Records supplied.
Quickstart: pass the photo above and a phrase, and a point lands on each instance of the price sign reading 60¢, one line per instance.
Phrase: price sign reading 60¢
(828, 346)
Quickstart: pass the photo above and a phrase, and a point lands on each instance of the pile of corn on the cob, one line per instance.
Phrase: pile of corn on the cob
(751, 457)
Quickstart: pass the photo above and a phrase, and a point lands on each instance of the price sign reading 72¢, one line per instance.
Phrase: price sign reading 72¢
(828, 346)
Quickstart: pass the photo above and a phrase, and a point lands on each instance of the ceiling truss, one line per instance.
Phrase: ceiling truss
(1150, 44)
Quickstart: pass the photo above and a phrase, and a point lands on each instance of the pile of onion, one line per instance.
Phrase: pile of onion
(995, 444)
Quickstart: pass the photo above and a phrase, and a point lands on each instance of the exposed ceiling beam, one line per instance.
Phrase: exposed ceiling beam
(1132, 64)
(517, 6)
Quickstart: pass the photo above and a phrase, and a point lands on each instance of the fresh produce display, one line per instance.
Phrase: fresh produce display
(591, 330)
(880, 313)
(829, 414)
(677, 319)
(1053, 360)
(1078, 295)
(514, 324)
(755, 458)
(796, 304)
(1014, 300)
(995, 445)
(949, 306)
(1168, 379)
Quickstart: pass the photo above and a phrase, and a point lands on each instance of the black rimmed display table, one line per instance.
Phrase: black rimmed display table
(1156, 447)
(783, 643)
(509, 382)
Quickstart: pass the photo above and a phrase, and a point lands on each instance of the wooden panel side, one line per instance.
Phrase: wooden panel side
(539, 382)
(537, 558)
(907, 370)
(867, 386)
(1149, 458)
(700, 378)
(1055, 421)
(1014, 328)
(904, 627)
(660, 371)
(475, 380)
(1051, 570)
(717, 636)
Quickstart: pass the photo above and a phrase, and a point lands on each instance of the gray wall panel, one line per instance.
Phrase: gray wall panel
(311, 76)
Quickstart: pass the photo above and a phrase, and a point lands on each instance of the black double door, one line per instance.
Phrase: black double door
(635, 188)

What the task requires.
Reproduce the whole of the records exactly, so that no line differs from the source above.

Finished exercise.
Quickstart: pass the photo above and a phrase, and a point lands on each instance of the price sign reading 60¢, one line per instance.
Phrase: price sign reading 60¢
(828, 346)
Quickstart: pass the photo above and a phrase, and a point lands on each instance of the pile of corn on the cob, one line per instance.
Phrase: pile of corn on the cob
(751, 457)
Quickstart: pass the photo above and a phrase, and a point lands on each instance of the price sign reading 72¢, one line per instance.
Phrase: price sign reading 72¢
(828, 346)
Quickstart: pass the photo above and a phrase, and a point lands on each instance of the ceiling truss, one line per instance.
Phrase: ceiling truss
(1150, 44)
Quickstart: pass the photo above and a phrase, and a point lands on each instance of the pile of onion, one line per instance.
Phrase: pile of onion
(995, 444)
Quickstart: pass the photo above and a phrase, and a point lands on each instance of the exposed ceiling beam, one line per instance.
Phrase: exposed ceiling beam
(1132, 64)
(517, 6)
Quickstart: pass the photo above and a phrase, and a point lands on each instance of the fresh produce display, one line per instance.
Phrase: fresh produce display
(591, 330)
(880, 313)
(829, 414)
(677, 319)
(1053, 360)
(1078, 295)
(514, 324)
(755, 458)
(796, 304)
(1014, 300)
(995, 445)
(949, 306)
(1168, 379)
Quickstart: pass the photo above and a phrase, and a point lands on each instance of the black rimmed display table, one line per instance.
Phrase: black rimmed display table
(1156, 447)
(783, 643)
(509, 382)
Quickstart: pass the photo above and a phrase, and a point lands on each instance of the wooden panel side, one line per instance.
Phrase: wooden panel side
(539, 382)
(537, 558)
(907, 370)
(867, 386)
(1149, 458)
(700, 378)
(1055, 421)
(1014, 328)
(904, 627)
(660, 371)
(475, 380)
(1051, 570)
(717, 636)
Quickstart: pass the photo above and a phrase, and a point lands on each instance of the gray wall panel, one line per instance.
Phrase: gray wall panel
(311, 76)
Quickstart: pass the photo above and a phrase, and a point lands on each instance of the black double door, one line per instance.
Phrase: black double door
(635, 188)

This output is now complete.